- PAGE EXTRACT
"""
Is this a novel secret splitting method, or a different view of an existing one?

Question

I did try this on Information Security, but they were happier to see it moved here. The crypto content is quite low. It's more about secret storage and robust recovery of information, for instance allowing the sysadmin's password to be recovered by a quorum of other users, should he go under a bus.

I should am aware of a number of secret splitting methods, Shamir's polynomials and Blakely's hyperplanes for instance. I have not seen the following described anywhere in the literature, and AFICS, notwithstanding it operates over finite fields, it does not appear to be the same as Shamir's.

While I was playing about trying to understand the mathematics behind Raid6, it became apparent that the ability to reconstruct data in the face of missing portions could form the basis of a threshold secret splitting scheme.

The normal Raid6 operation employs what in forward error correction would be known as a systematic encoding. That is, the encoding operation is designed to render the input information 'in clear' at the output, as far as possible, to minimise computation. For example, in the case of a 6 drive with 2 redundancy Raid6, the encoding of data abcd by matrix multiplication is as follows

 | 1 0 0 0 |           | a |
 | 0 1 0 0 |   | a |   | b |
 | 0 0 1 0 | x | b | = | c |
 | 0 0 0 1 |   | c |   | d |
 | 1 1 1 1 |   | d |   | P |
 | v w x y |           | Q |

resulting in the plain data on the first 4 drives, simple parity on the 5th, and the more complicated sum on the 6th drive using the distinct non-unity multipliers vwxy from the appropriate Galois Field, GF(256) for byte based discs or messages.

The data can be recovered from any four of abcdPQ, in the general case by inverting the appropriate reduced matrix, though in practical drives, a more efficient method is used that takes advantage of the systematic encoding when possible. This is equivalent to a six share threshold 4 data split, with obviously no secrecy.
"""
- DATA SHOWN
"""
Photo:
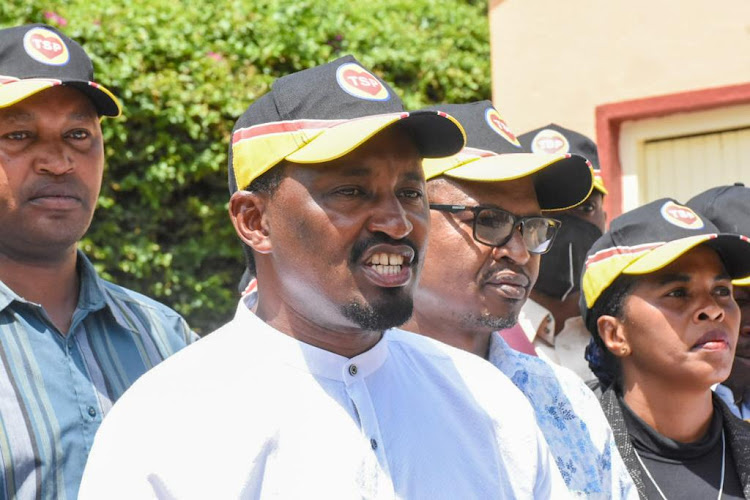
"""
- WRITTEN REQUEST A
Rewrite the Raid6 secret-splitting post from "resulting in the" to "discs or messages.", changing "simple parity" to "XOR parity".
- WRITTEN REQUEST B
According to the Raid6 secret-splitting post, why does normal Raid6 operation use a systematic encoding?
- WRITTEN REQUEST C
Continue the Raid6 secret-splitting post from its last sentence.
This material is not needed for the work here.

- WRITTEN RESPONSE A
resulting in the plain data on the first 4 drives, XOR parity on the 5th, and the more complicated sum on the 6th drive using the distinct non-unity multipliers vwxy from the appropriate Galois Field, GF(256) for byte based discs or messages.

- WRITTEN RESPONSE B
The encoding is designed to render the input information in the clear at the output, as far as possible, to minimize computation. In the six-drive example, the plain data sits on the first four drives, with simple parity on the fifth and the multiplier sum on the sixth.

- WRITTEN RESPONSE C
In the secret splitting mode, the multiplication would be replaced by

 | m00 m01 m02 m03 |            | e0 |
 | m04 m05 m06 m07 |   | d  |   | e1 |
 | m08 m09 m10 m11 | x | r0 | = | e2 |
 | m12 m13 m14 m15 |   | r1 |   | e3 |
 | m16 m17 m18 m19 |   | r2 |   | e4 |
 | m20 m21 m22 m23 |            | e5 |

where mxy are distinct multipliers from GF(256) [edit, thx poncho, obvious, but I failed to state it first time round] that form a matrix for which any reduced square matrix is non-singular (not guaranteed with a random selection)[/edit], d is the data message, rx are independent cryptographically secure random numbers, ideally from a one time pad, and ex are the encodings. The random data is used only in the encoding, and does not have to be stored or transmitted to the decoder.

As far as I can see, all six encoded channels have the input data combined with 3 random numbers, so without the full theshhold number of shares, the data is unrecoverable. I am sure that at least one, and possibly several of mxx can be replaced with unity, while retaining security. [edit]In fact, specifying a column of unity multipliers feels like being sufficient to enforce non-singularity for any reduced matrix.[/edit]

The scheme can be trivially modified to any number of shares and threshhold level, using a GF(p) where p>shares.threshhold.

I am not suggesting this might be in any way superior to the existing known methods, especially not Krawczyk's which is far more efficient for large secrets. But given the straightforward formulation, I'm surprised that I've not seen it described anywhere.

Is it novel? And does it work as well as I think it should?

Answer 1

I haven't seen this one before before, but keep on reading...

It would appear to work, but you need to be a bit careful, specifically with your $mxy$ multipliers; it should be apparent that not just any random set of values would work there.

I believe that a necessary and sufficient condition would be "if you logically add a $(1, 0, 0, ..., 0)$ row to the matrix, then all submatricies consisting of $N$ rows from this extended matrix must be nonsingular" (where $N$ is the threshold number of shares); if this condition does not hold, then either there is a group of $N$ valid shares that cannot reconstruct the secret, or there is a group of $N-1$ valid shares that can. Proving it is sufficient is straightforward; proving that it is necessary would appear to require going through a number of subcases, depending on what subset of rows was linearly dependent, and whether that subset included the artifical $(1, 0, 0, 0, ..., 0)$ row.

Blom's key distribution scheme has exactly that same requirement to its internal matrix; his key distribution scheme isn't a secret sharing scheme; instead, it's a way to distribute key shares so that any two parties can agree on a key, and no set of $N-1$ other parties can recover it.

One suggestion to make Blom's scheme work was to use the matrix:

$$ \begin{matrix} 1^0 & 1^1 & 1^2 & 1^3\\ 2^0 & 2^1 & 2^2 & 2^3\\ 3^0 & 3^1 & 3^2 & 3^3\\ 4^0 & 4^1 & 4^2 & 4^3\\ 5^0 & 5^1 & 5^2 & 5^3\\ 6^0 & 6^1 & 6^2 & 6^3\\ \end{matrix} $$

(where $1, 2, 3, 4, 5, 6$ are distinct nonzero field elements)

This matrix meets the criteria I mentioned, and works great for you. However, if you look at it closely, it you use it, well, you've just rediscovered Shamir's original method :-)